→ **What needs to be done**
Pick out every line in the listing below that contains the word "grass", matching case exactly.

-- begin --

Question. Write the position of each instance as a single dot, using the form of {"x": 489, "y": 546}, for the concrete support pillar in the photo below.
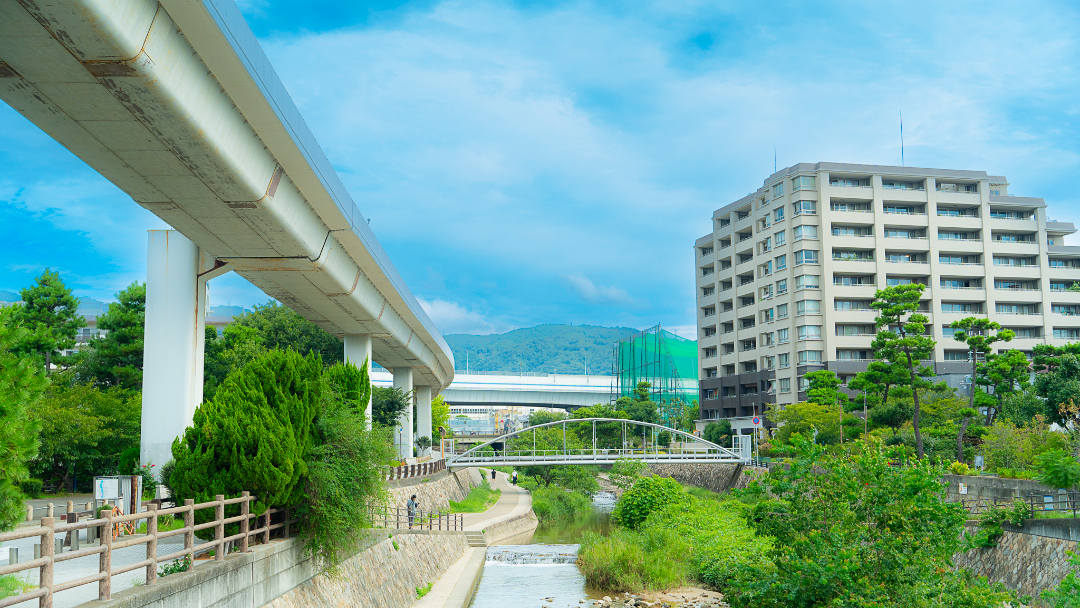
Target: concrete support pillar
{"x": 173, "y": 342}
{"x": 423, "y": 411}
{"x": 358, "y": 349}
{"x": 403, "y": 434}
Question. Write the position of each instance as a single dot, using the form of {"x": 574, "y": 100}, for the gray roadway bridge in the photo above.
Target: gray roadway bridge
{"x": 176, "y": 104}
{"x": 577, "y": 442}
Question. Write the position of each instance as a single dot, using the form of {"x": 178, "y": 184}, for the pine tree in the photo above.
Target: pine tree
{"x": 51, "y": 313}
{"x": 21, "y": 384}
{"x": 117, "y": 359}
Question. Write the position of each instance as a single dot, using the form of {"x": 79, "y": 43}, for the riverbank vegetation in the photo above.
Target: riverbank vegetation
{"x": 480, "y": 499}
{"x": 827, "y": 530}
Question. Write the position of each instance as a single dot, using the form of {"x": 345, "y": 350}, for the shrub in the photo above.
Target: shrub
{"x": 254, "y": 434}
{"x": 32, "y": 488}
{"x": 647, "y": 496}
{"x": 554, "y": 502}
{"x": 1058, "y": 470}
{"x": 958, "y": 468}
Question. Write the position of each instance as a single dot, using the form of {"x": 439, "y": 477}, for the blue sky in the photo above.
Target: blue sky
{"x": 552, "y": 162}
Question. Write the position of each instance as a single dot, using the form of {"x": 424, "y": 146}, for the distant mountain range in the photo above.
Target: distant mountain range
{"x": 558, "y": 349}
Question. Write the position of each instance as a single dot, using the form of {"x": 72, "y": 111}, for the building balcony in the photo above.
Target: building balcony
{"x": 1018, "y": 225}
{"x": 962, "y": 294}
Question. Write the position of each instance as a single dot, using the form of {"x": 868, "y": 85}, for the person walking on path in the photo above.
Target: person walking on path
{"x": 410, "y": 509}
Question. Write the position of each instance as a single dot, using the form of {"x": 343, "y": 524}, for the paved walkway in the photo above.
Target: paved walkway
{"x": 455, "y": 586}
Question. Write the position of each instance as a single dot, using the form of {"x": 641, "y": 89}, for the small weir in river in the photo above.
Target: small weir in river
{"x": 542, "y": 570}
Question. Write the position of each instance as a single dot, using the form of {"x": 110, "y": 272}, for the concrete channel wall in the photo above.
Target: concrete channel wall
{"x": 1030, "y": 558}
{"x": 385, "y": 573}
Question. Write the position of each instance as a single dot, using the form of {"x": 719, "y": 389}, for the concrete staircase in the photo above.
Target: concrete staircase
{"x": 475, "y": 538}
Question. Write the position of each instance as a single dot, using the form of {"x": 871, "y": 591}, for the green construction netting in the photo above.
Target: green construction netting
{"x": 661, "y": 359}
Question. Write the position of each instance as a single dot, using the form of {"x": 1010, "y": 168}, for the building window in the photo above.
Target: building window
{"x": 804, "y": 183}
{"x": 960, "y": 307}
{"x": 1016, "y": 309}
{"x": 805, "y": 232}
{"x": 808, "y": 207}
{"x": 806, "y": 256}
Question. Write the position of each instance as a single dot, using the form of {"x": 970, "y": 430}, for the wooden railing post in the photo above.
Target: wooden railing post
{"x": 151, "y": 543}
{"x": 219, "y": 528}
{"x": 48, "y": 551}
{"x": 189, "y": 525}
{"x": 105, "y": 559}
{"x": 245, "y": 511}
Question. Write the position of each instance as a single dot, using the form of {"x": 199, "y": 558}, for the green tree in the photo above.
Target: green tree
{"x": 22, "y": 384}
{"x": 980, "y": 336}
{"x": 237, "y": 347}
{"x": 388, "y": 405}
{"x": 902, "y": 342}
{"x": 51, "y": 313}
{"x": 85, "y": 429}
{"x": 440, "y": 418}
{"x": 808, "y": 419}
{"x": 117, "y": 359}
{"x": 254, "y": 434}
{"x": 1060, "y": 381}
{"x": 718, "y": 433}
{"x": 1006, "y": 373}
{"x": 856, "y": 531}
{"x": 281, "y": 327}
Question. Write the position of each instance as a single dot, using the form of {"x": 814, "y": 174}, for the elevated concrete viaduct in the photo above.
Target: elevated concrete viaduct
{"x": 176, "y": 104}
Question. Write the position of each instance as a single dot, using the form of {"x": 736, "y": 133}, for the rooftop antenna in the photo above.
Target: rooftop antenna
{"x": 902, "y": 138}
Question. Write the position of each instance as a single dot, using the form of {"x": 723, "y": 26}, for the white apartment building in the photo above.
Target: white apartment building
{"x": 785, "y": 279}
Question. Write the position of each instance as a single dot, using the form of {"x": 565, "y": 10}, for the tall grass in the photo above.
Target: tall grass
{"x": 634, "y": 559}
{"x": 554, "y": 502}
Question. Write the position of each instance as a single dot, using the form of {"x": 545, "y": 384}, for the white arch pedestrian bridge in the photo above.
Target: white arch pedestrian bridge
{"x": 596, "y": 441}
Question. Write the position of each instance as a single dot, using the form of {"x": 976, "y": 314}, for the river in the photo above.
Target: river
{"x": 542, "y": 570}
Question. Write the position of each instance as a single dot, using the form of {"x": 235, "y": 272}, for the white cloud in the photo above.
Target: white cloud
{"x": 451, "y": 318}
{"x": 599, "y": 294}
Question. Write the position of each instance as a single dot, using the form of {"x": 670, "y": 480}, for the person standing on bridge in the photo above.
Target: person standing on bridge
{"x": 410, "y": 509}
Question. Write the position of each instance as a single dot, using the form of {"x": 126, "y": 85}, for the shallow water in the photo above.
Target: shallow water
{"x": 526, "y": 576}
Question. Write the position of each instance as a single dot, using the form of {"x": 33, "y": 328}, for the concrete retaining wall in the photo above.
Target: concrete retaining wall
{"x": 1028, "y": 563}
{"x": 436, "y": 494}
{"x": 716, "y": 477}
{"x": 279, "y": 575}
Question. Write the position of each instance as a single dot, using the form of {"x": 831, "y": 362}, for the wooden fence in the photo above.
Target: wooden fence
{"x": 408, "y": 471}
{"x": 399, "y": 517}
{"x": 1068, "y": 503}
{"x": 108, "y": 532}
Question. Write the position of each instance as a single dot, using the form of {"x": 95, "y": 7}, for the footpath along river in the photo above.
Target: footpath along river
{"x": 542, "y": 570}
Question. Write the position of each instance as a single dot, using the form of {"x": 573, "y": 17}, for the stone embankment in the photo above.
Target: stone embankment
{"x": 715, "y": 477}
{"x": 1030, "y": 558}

-- end --
-- begin --

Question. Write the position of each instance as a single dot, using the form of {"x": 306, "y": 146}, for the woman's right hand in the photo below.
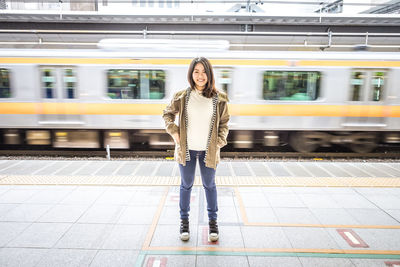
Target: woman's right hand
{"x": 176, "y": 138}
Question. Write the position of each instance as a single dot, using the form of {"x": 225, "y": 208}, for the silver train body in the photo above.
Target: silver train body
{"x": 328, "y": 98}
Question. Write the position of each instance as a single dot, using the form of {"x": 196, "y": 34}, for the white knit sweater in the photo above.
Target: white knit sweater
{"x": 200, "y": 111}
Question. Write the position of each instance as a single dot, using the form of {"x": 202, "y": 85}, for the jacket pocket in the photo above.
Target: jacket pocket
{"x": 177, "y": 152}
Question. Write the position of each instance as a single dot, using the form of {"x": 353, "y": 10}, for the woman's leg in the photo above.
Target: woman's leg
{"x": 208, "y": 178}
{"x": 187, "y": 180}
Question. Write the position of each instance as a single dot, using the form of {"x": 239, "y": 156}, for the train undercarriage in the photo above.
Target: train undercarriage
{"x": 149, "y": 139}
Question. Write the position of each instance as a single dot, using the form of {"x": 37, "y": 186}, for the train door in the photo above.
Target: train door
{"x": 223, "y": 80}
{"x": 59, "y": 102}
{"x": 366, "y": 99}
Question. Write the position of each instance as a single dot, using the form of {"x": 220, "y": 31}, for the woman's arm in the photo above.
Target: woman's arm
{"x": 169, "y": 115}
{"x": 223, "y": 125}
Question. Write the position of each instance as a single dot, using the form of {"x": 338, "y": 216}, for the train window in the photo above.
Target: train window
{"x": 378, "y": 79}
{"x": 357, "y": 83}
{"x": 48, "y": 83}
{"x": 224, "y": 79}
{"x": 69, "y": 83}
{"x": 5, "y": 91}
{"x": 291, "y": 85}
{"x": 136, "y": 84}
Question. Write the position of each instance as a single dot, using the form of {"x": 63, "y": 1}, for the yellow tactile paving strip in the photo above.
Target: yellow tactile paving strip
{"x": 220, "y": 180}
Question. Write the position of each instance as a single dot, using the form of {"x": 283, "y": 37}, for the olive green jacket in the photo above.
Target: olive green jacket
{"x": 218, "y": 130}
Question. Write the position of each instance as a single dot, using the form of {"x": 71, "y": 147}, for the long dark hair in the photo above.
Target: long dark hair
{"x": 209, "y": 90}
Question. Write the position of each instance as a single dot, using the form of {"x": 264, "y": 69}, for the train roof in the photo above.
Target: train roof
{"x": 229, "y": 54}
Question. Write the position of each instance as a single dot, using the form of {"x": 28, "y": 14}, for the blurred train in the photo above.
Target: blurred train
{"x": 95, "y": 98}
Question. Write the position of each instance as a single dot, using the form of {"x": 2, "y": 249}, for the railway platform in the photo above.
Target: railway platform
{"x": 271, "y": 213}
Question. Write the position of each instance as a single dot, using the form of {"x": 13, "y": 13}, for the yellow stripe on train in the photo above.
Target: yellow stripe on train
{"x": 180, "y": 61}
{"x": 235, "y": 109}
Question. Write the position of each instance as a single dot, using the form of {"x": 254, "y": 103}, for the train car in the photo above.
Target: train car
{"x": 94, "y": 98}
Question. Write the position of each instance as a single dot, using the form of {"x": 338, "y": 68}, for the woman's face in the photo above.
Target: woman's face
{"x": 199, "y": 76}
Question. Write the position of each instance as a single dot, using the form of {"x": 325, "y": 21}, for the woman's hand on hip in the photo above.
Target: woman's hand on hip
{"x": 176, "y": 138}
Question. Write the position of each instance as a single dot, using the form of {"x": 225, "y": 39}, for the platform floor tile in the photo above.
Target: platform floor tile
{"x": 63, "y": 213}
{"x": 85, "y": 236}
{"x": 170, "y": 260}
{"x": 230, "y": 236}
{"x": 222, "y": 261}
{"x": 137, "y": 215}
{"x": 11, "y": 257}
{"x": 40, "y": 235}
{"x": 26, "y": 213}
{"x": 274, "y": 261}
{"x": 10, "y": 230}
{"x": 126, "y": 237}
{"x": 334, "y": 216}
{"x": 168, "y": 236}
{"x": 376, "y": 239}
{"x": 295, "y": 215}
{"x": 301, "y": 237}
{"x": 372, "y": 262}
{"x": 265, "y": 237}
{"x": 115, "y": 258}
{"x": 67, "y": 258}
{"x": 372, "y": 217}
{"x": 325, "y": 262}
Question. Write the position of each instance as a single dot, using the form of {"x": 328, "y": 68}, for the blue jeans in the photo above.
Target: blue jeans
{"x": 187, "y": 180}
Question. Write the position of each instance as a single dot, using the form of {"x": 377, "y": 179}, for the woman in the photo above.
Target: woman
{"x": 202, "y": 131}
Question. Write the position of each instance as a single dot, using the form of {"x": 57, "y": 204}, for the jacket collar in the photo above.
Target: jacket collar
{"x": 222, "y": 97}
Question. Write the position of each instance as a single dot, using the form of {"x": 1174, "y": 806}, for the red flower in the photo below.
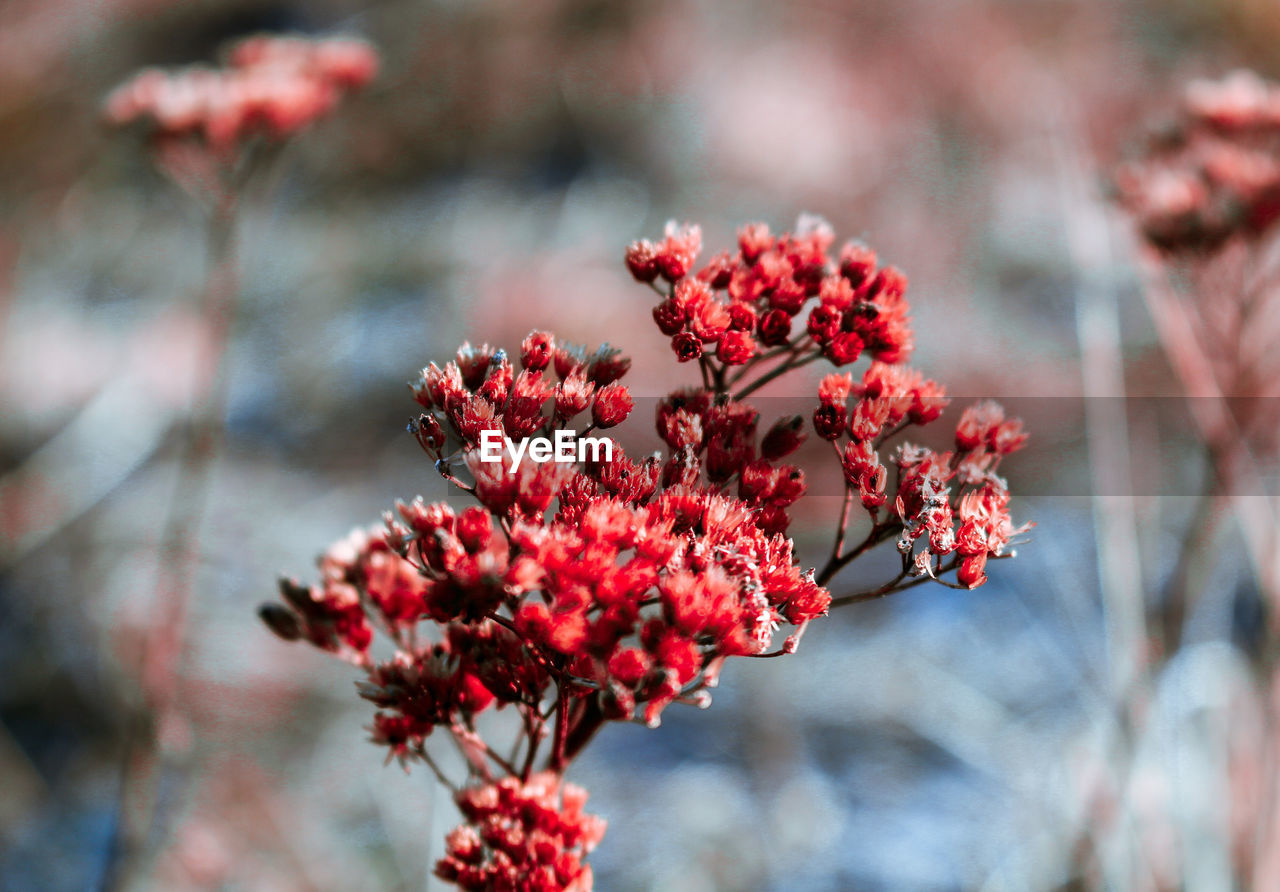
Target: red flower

-- end --

→ **Written response**
Question. Write the position of each instance as a single dot, using the form of {"x": 565, "y": 10}, for the tall grass in the photo above.
Target: tall grass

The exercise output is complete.